_PROBLEM TO SOLVE_.
How many of the lines below contain the string "keyboard", counting case? Give only the number.
>> Start SUPPLIED ENTRIES
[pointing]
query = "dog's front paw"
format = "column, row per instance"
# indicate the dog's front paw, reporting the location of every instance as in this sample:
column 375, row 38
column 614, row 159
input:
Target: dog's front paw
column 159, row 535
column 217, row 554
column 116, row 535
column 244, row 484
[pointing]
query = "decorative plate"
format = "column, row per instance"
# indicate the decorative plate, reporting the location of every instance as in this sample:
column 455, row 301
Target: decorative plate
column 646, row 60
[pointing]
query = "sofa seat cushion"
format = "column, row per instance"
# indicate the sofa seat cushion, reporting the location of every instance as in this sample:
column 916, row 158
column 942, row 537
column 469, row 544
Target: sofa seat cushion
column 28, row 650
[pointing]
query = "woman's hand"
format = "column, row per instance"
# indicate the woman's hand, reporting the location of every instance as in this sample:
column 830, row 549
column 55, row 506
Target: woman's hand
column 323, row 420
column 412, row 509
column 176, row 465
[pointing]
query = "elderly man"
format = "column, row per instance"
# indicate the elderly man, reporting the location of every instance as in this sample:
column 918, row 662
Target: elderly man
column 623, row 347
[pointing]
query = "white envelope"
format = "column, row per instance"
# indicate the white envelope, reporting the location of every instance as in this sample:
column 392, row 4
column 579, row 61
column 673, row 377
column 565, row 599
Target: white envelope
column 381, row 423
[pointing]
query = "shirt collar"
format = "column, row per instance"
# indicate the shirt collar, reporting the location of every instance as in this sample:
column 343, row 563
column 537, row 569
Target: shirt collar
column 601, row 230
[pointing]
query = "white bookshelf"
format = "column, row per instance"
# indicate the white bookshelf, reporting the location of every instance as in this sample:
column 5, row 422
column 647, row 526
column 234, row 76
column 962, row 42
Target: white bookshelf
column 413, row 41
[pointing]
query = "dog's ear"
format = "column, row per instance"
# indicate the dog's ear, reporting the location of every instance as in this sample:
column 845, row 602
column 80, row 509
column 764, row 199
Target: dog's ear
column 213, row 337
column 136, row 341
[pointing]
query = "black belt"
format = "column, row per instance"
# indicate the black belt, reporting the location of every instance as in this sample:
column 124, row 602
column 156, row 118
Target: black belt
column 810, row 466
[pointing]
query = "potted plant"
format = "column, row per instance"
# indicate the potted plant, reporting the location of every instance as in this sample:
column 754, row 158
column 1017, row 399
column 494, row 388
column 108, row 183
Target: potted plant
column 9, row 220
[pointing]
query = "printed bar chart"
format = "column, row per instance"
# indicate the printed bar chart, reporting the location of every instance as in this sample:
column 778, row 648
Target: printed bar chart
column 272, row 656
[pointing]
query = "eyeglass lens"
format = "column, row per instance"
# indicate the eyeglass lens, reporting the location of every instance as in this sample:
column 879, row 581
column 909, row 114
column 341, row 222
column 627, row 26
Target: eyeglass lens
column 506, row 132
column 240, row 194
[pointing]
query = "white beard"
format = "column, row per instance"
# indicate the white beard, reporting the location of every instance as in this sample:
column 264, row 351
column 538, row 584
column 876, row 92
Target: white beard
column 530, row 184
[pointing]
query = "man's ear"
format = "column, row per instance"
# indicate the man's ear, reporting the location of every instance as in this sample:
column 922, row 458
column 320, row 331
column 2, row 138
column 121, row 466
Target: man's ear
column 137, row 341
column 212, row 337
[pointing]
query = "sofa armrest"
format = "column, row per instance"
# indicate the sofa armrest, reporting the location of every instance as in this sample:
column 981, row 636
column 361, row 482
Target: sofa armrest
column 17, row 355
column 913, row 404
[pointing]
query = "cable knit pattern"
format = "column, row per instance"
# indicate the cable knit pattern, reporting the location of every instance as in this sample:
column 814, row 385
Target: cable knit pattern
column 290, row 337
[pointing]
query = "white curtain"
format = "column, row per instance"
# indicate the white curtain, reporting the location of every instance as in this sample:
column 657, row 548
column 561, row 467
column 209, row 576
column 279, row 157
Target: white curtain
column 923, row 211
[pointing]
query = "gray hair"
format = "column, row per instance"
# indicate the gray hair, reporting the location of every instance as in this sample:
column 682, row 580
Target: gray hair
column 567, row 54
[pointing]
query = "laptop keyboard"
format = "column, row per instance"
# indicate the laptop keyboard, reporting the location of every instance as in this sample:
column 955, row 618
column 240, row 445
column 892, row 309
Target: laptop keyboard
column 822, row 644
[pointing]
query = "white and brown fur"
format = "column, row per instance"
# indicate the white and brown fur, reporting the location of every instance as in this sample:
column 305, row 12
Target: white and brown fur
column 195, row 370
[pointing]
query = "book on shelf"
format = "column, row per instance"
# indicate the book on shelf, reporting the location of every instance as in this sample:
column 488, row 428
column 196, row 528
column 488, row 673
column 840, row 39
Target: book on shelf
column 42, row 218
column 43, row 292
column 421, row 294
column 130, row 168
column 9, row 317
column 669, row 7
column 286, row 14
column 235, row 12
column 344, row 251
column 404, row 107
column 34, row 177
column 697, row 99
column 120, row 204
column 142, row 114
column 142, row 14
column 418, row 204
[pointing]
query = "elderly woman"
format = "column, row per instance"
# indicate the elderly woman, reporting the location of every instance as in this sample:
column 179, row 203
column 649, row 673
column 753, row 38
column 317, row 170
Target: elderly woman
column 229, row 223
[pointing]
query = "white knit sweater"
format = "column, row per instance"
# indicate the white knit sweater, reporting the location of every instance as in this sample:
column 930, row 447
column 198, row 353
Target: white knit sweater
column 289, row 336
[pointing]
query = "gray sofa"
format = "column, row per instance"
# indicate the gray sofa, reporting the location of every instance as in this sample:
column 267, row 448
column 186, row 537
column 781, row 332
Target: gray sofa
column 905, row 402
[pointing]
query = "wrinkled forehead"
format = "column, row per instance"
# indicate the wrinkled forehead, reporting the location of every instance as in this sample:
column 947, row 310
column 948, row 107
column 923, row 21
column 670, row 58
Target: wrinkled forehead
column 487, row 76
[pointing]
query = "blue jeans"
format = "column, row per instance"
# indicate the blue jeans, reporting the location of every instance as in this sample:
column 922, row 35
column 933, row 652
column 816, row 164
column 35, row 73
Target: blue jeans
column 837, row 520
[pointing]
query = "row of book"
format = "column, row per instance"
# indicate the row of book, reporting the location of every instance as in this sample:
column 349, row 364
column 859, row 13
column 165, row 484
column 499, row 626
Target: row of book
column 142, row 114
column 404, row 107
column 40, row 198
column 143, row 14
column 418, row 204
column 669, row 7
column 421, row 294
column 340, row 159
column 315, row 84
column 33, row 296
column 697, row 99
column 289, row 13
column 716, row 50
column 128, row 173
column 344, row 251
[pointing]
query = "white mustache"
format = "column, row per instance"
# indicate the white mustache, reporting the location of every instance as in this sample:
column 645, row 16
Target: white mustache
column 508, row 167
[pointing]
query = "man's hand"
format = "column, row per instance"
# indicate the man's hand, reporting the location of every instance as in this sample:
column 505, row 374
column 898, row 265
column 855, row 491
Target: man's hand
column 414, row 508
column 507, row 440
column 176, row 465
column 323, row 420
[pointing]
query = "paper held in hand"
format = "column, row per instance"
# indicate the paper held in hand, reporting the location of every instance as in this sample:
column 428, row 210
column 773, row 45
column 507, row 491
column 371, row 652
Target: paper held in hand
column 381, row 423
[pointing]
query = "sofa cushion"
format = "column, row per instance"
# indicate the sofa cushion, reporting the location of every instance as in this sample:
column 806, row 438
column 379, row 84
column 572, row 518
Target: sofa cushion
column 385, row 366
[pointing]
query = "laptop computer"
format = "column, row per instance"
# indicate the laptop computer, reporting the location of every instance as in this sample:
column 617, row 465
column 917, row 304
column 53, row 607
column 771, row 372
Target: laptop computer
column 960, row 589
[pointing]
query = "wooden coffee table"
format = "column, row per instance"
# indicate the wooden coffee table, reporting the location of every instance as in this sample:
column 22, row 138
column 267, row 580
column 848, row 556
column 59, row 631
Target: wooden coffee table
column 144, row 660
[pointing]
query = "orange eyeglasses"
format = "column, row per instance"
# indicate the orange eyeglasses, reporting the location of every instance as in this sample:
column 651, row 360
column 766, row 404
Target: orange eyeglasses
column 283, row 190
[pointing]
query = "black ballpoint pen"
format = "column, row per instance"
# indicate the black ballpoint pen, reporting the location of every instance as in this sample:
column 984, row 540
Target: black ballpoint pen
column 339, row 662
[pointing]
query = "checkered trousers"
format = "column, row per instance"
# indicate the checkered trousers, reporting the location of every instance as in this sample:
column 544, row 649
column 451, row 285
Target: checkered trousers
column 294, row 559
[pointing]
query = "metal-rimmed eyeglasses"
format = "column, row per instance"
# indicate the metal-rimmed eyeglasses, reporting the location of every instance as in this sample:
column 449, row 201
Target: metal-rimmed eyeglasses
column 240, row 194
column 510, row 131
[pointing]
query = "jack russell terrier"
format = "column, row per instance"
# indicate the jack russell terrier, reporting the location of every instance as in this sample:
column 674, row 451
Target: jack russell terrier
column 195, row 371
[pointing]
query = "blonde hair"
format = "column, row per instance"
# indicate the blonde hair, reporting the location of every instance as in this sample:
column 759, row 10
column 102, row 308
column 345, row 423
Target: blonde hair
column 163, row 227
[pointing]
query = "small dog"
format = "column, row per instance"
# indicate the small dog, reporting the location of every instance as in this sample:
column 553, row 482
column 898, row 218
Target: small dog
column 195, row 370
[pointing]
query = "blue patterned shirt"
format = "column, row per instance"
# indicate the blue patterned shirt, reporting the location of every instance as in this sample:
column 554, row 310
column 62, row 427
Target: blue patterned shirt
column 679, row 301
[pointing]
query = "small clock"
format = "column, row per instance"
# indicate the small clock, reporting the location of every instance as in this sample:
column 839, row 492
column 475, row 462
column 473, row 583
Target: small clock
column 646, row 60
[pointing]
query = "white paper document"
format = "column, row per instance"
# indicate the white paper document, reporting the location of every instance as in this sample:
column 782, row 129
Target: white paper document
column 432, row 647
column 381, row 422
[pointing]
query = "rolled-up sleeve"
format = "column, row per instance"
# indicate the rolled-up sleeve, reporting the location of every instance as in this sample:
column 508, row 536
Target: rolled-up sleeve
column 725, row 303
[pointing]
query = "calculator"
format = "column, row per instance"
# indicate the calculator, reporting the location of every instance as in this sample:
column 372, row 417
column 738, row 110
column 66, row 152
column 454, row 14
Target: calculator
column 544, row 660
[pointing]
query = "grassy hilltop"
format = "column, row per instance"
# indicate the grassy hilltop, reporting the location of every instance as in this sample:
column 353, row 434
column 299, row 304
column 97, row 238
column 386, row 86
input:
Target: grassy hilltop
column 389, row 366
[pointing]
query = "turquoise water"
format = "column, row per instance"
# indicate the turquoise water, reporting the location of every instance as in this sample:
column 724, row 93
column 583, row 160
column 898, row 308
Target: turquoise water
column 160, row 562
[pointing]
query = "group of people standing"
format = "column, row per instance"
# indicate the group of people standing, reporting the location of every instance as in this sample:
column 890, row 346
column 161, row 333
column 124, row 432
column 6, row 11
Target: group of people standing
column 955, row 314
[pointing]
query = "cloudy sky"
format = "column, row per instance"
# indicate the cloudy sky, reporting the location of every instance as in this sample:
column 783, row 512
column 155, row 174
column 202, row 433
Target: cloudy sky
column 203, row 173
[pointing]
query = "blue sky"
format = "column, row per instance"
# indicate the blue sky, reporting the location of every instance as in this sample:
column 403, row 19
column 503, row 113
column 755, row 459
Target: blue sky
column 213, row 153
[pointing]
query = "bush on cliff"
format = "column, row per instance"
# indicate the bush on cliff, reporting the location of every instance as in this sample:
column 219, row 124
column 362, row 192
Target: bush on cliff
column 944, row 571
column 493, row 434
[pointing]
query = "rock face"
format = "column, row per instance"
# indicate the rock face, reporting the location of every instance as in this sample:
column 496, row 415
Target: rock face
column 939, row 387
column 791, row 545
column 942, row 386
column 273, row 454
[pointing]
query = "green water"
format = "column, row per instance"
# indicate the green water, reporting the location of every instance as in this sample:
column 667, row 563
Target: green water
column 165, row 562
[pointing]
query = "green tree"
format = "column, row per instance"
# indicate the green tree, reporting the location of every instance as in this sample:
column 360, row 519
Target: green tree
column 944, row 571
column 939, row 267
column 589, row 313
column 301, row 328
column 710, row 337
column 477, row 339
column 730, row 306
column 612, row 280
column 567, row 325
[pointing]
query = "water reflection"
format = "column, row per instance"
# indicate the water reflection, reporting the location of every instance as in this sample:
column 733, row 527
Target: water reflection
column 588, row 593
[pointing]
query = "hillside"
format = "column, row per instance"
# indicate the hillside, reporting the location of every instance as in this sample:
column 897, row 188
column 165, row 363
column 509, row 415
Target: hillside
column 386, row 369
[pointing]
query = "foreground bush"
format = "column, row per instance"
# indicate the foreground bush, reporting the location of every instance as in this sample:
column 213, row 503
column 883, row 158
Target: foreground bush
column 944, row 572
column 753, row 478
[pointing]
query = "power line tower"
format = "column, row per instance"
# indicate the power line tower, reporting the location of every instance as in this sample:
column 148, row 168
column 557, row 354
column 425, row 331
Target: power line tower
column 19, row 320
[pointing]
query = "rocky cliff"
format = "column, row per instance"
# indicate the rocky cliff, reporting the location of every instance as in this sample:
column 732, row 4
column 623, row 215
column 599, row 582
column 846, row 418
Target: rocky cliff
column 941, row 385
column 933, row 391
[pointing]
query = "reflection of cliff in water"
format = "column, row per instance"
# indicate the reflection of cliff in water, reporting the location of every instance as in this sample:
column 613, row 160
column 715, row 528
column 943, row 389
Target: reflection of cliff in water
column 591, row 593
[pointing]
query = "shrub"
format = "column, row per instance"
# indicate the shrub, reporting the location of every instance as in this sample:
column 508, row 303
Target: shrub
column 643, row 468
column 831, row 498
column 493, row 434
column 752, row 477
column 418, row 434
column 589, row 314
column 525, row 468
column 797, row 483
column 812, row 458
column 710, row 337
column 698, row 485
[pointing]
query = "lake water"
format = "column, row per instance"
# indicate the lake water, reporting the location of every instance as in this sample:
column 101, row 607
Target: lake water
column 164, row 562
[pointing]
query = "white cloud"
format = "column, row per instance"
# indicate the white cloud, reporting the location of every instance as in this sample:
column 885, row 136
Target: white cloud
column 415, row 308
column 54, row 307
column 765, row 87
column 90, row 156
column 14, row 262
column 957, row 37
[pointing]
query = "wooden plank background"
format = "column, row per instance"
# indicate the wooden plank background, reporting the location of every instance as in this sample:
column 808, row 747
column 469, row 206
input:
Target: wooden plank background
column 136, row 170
>> End SUPPLIED ENTRIES
_TASK SOLUTION_.
3